TEXT PASSAGE:
----------
If America had bled its population at the same rate South Vietnam bled
its population, America would have to have sustained 271,000 battle
deaths and 730,000+ wounded every year for the entire seven year period
that US combat troops were committed in Vietnam. That would have
meant 1,875,000 American dead in Vietnam, along with 5,122,000 wounded.
The Americans
who actually served in Combat with the South Vietnamese have a different
view. US Army General H. Norman Schwarzkopf says it most
authoritatively. During his first tour of duty in Vietnam, Schwarzkopf
was questioned by a rear echelon American officer about staying in the
field with the South Vietnamese troops. Of that encounter Schwarzkopf
writes he responded by saying “I was confident staying with the airborne
because I had no doubt about their ability to fight or their concern for
my well being.” Another item: By the early 1970s the South Vietnamese
military was capturing such an enormous amount of material and weapons
from the North Vietnamese Army, that in conjunction with various
regional US Military Assistance programs, Russian made AK-47s captured
from the NVA by the South Vietnamese were being issued to other allied
nations in Southeast Asia. The US media, politicians, dodgers from
academia and assorted talking heads (still playing to those huge draft
dodging anti-war numbers) dearly love to pour scorn on and ridicule the
South Vietnamese military. They are continually implying that somehow
the South Vietnamese just could not, and would not, defend their own
country. During the Cold War period, the South Koreans, the Taiwanese
and the Western Europeans, all depended on the military might of the
United States to preserve their freedom. That US military shield was
deliberately withdrawn from South Vietnam by the United States Congress.
The Battle of
Xuan Loc; Mar 17 – Apr 17, 1975 & The End
Xuan Loc was
the last major battle for South Vietnam. This town sits astride Q. L.
(National Road) #1, some 40 odd miles to the northeast of Saigon (on the
road to Phan Thiet) and was the capitol of South Vietnam’s Long Khanh
province. The North Vietnamese Army (NVA) attack fell on the Army
Republic of Vietnam (ARVN) 18th Division.On
March 17th, 1975 the NVA 6th & 7th
Divisions attacked Xuan Loc but were repulsed by the ARVN 18th.
On April 9th the NVA 341st Division joined the
attack. After a four thousand round artillery bombardment, these three
divisions massed, and spearheaded by Russian tanks and other armored
vehicles, mounted a second assault on Xuan Loc. But again, the ARVN 18th
held its ground. The NVA reinforced with their 325th Division
and began moving their 10th & 304th Divisions into
position. Eventually, in a classic example of the art of “Mass and
Maneuver” the NVA massed 40,000 men and overran Xuan Loc. During this
fight, the ARVN 18th had 5,000 men at Xuan Loc. These men
managed to virtually destroy 3 NVA divisions, but on April 17th,
1975 they were overwhelmed by the sheer numbers and the weight of the
“Mass.” Before overrunning Xuan Loc the NVA had committed six full
divisions, plus a host of various support troops. In the Sorrow of
War, author and NVA veteran Bao Ninh writes of this battle “Remember
when we chased Division 18 southern soldiers all over Xuan Loc? My
tank tracks were choked up with skin and hair and blood. And the bloody
maggots. And the fucking flies. Had to drive through a river to get the
stuff out of my tracks.” He also writes “After a while I could tell the
difference between mud and bodies, logs and bodies. They were like sacks
of water. They’d pop open when I ran over them. Pop! Pop!”
----------
DATASET ROWS:
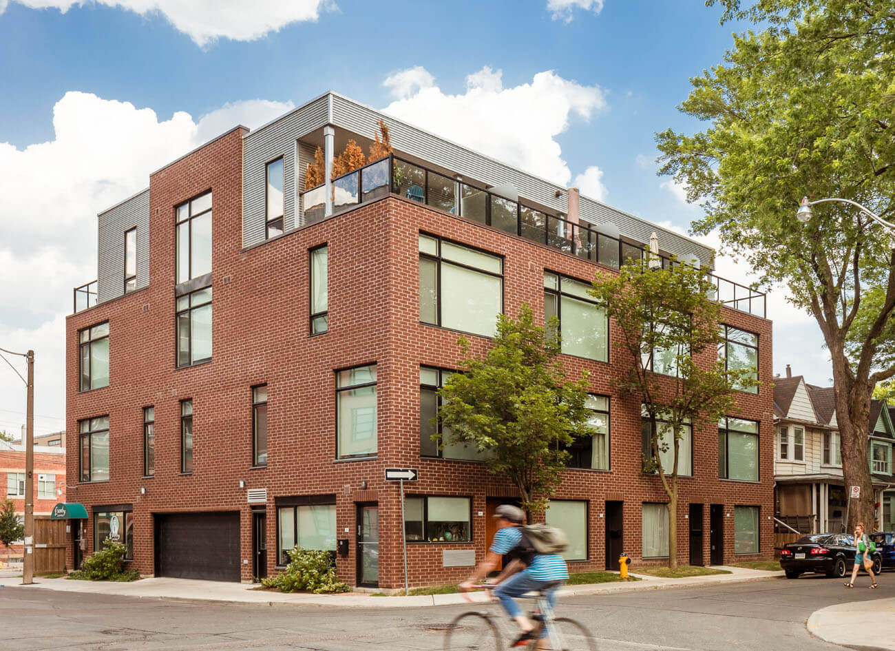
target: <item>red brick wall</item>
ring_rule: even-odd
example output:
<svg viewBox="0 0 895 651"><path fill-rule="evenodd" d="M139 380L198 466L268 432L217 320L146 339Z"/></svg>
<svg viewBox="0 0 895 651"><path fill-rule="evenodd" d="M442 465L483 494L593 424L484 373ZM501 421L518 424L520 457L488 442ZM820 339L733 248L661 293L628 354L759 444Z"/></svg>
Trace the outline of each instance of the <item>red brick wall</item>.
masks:
<svg viewBox="0 0 895 651"><path fill-rule="evenodd" d="M339 575L355 579L354 504L375 501L379 509L379 584L403 585L400 501L394 484L383 481L387 467L420 469L413 492L469 495L473 543L408 545L411 585L456 580L468 568L443 569L445 549L486 549L486 496L511 496L512 488L472 462L422 459L419 456L419 366L456 367L460 360L456 332L421 325L418 307L417 234L422 229L505 256L505 308L516 314L523 302L542 313L542 270L589 280L596 268L521 238L467 222L398 198L387 198L335 218L287 234L263 245L241 250L241 138L234 132L184 158L150 179L149 287L68 319L67 431L77 450L78 421L108 414L110 480L81 484L78 500L95 504L132 503L134 564L153 571L152 513L238 510L242 513L242 577L251 578L251 509L238 482L268 490L268 565L276 562L274 498L336 493L340 537L350 554L339 558ZM174 207L211 188L213 226L212 360L175 369ZM158 213L157 213L158 211ZM308 250L329 247L328 332L309 337ZM77 390L77 332L108 320L110 384ZM760 374L770 380L771 322L725 311L731 325L758 332ZM612 332L616 339L618 333ZM470 337L482 352L487 339ZM620 347L613 341L610 358ZM640 504L665 501L658 477L642 477L640 406L621 399L610 381L618 366L578 358L565 360L576 373L591 372L591 390L612 395L611 472L567 471L557 497L583 499L590 506L590 560L575 569L605 566L603 502L625 501L625 548L640 562ZM375 460L334 462L334 370L363 364L378 365L379 454ZM266 382L268 392L268 465L251 469L251 387ZM192 398L194 469L179 475L179 401ZM762 420L759 484L717 478L717 430L694 434L694 472L682 478L678 555L688 559L690 501L723 503L725 554L733 558L735 504L761 505L761 557L772 547L772 423L771 390L758 396L738 394L742 415ZM156 408L156 475L142 478L142 407ZM71 454L69 483L78 479L78 459ZM367 490L361 490L361 483ZM141 487L146 488L141 495ZM88 537L92 550L92 522ZM344 533L345 528L349 533ZM708 535L704 538L708 547ZM706 561L708 552L705 552Z"/></svg>

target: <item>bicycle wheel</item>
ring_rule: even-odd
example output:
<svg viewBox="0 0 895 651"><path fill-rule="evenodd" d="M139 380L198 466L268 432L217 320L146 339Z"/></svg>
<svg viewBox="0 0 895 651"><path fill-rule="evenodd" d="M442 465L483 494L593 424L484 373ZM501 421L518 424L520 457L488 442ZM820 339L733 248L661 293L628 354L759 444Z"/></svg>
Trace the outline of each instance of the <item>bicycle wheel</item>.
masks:
<svg viewBox="0 0 895 651"><path fill-rule="evenodd" d="M464 612L445 631L445 651L503 651L500 633L481 612Z"/></svg>
<svg viewBox="0 0 895 651"><path fill-rule="evenodd" d="M558 617L550 627L547 648L551 651L597 651L597 641L591 631L575 620Z"/></svg>

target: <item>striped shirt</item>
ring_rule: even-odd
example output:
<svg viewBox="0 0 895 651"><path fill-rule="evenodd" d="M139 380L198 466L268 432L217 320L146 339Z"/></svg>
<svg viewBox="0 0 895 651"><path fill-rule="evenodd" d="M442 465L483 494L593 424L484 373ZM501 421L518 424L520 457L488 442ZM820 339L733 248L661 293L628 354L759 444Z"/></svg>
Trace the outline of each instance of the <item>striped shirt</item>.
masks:
<svg viewBox="0 0 895 651"><path fill-rule="evenodd" d="M505 527L494 535L491 552L509 553L522 541L522 531L517 527ZM535 554L532 564L524 570L530 578L537 581L564 581L568 578L568 569L563 557L557 553Z"/></svg>

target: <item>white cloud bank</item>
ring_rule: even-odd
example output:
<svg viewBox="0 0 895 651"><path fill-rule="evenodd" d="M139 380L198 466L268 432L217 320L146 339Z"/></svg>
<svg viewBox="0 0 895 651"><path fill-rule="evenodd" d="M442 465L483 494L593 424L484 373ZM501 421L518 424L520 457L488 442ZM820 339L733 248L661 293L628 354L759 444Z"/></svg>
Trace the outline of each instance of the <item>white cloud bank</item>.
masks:
<svg viewBox="0 0 895 651"><path fill-rule="evenodd" d="M149 16L160 13L195 43L205 46L225 38L255 40L293 22L316 21L331 0L12 0L31 9L58 9L103 4ZM6 0L0 0L0 13Z"/></svg>
<svg viewBox="0 0 895 651"><path fill-rule="evenodd" d="M416 66L391 74L384 85L396 98L386 113L560 185L568 184L572 172L556 136L573 117L587 120L607 108L599 86L553 71L504 88L501 71L485 66L466 77L465 92L451 95Z"/></svg>
<svg viewBox="0 0 895 651"><path fill-rule="evenodd" d="M23 150L0 142L0 347L35 350L38 431L64 416L64 315L72 288L97 277L98 212L145 188L149 174L236 125L292 108L234 102L194 120L177 112L68 92L53 109L55 138ZM5 364L0 362L4 367ZM24 392L0 372L0 430L18 434Z"/></svg>

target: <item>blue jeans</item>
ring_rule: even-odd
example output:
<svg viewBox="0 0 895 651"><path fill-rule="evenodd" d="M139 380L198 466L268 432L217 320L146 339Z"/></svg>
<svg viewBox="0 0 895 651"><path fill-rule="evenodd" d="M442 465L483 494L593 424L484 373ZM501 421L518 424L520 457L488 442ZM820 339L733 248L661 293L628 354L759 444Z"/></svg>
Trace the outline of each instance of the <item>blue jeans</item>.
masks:
<svg viewBox="0 0 895 651"><path fill-rule="evenodd" d="M519 604L516 603L516 600L513 597L522 596L526 592L536 592L544 586L549 586L551 583L557 583L557 581L542 581L537 578L532 578L525 574L524 571L522 571L518 574L514 574L512 577L494 588L494 596L500 600L500 605L504 607L504 610L507 611L507 614L515 619L523 614L523 612L522 609L519 608ZM559 586L557 583L556 587L547 591L547 602L550 604L551 610L556 607L557 588ZM547 630L543 627L541 629L541 637L547 637Z"/></svg>

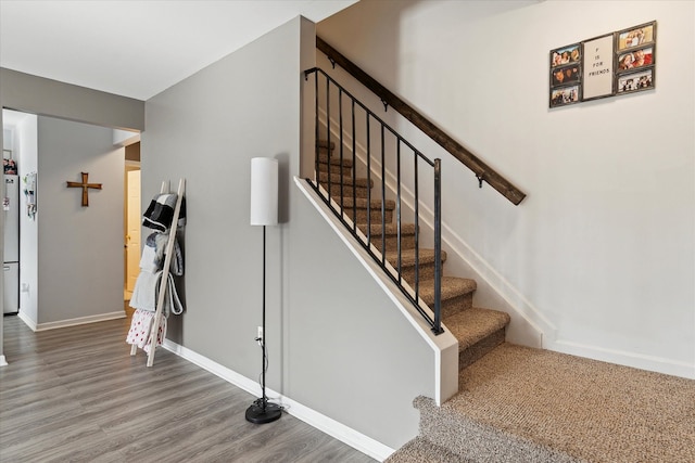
----------
TASK LIST:
1: Put everything in the records from the line containing "target: <item>bicycle wheel</item>" down to the line containing "527L494 535L491 552L509" into a numbered list, including both of those lines and skipping blank lines.
2: Write what comes next in the passage on the South Vietnamese military and the Battle of Xuan Loc, starting after its last sentence.

RESULTS OF THE EXERCISE:
1:
1. target: <item>bicycle wheel</item>
2. ring_rule: even-odd
3. example output:
4. <svg viewBox="0 0 895 651"><path fill-rule="evenodd" d="M139 380L198 466L268 432L217 320L146 339Z"/></svg>
5. <svg viewBox="0 0 895 651"><path fill-rule="evenodd" d="M442 465L483 494L593 424L484 373ZM501 421L518 424L520 457L488 442ZM820 339L733 248L661 293L628 354L759 444Z"/></svg>
6. Trace the outline of each instance of the <item>bicycle wheel</item>.
7. masks:
8. <svg viewBox="0 0 895 651"><path fill-rule="evenodd" d="M464 612L445 631L445 651L503 651L500 633L481 612Z"/></svg>
9. <svg viewBox="0 0 895 651"><path fill-rule="evenodd" d="M558 617L550 627L547 648L551 651L597 651L597 641L591 631L575 620Z"/></svg>
10. target: <item>striped shirt</item>
11. ring_rule: even-odd
12. example output:
13. <svg viewBox="0 0 895 651"><path fill-rule="evenodd" d="M139 380L198 466L268 432L217 320L146 339Z"/></svg>
14. <svg viewBox="0 0 895 651"><path fill-rule="evenodd" d="M442 465L483 494L593 424L484 373ZM501 421L518 424L520 457L488 442ZM820 339L733 248L661 293L628 354L759 444Z"/></svg>
15. Trace the outline of each instance of the <item>striped shirt</item>.
16. masks:
17. <svg viewBox="0 0 895 651"><path fill-rule="evenodd" d="M505 527L494 535L491 552L509 553L522 541L522 531L517 527ZM535 554L532 564L524 570L530 578L537 581L564 581L568 578L568 569L563 557L557 553Z"/></svg>

2:
The Communist
Government of North Vietnam
There are
various versions of a widely held belief (which resonates particularly
well with those draft dodging anti-war hoards) that the communist
government of North Vietnam was popular, perhaps even revered. The 1954
Geneva Accords, that legally brought into being both the North and the
South Vietnamese governments, called for free elections to be held in
1956. Conventional wisdom has it that if the South Vietnamese and their
American ally had agreed to those country-wide
free elections
in 1956, then the South Vietnamese people would have overwhelmingly
elected to Join Ho’s communist government. This is pure nonsense. To
this day (May 2004) the Vietnamese communists have never held a truly
free and fair election. In 1956 Ho and his communist government were in
the midst of their land reforms and in the process were murdering tens
of thousands of their own people. Even peasant farmers with as little as
one acre of land were being executed for having a “Landlord mentality.”
According to historian Edgar O’Ballance, in 1956, these mass killings
stirred such resentment in the North Vietnamese that it triggered a
“real crisis” for Ho’s government. “Anxiously, Ho stepped in to prevent
a national insurrection.” Over Radio Hanoi, Ho read out an apologetic
letter to the people, released some 12,000 people who were waiting to be
executed and declared the 50,000 people that had been killed resisting
land reform to have been “executed by mistake” and proclaimed “national
heroes” of the revolution.Anybody
who, in fact, believes that free elections could have been carried out
simultaneously with mass executions, is simply not playing with a full
deck.
The North
Vietnamese Military
This
organization officially came into being on 22 December 1944 as an
armed propaganda unit! Its main priority has always been, first and
foremost, propaganda. Initially, this propaganda was directed primarily
towards the soldiers themselves in the form of indoctrination. For
example: “The collective masses are opposed to individualism and its
role in history. The individual soldier is a worthless as a grain of
sand, and to be crushed underfoot.” A quote from General Giap,
speaking of his own soldiers, offers insight into this communist canon:
“Every minute, hundreds of thousands of people die on this earth. The
life or death of a hundred, a thousand, tens of thousands of human
beings, even our compatriots, means little.” (Quote from Stanley
Karnow’s VIETNAM a History) Secondly, this propaganda effort was
focused on the Vietnamese population both North and South. And last but
most importantly, it was directed toward the world at large, and in
particular on its American audience.
Recommended
Reading
Works by Bao
Ninh, the author of The Sorrow of War. He tells of being drafted
in the North Vietnamese Army in 1968 and fighting for nearly seven
years. His unit lost over 80% of its men, to battle deaths, sickness and
desertion. On the later he wrote “Desertion was rife throughout the
regiment, as though soldiers were being vomited out, emptying the
insides of whole platoons.”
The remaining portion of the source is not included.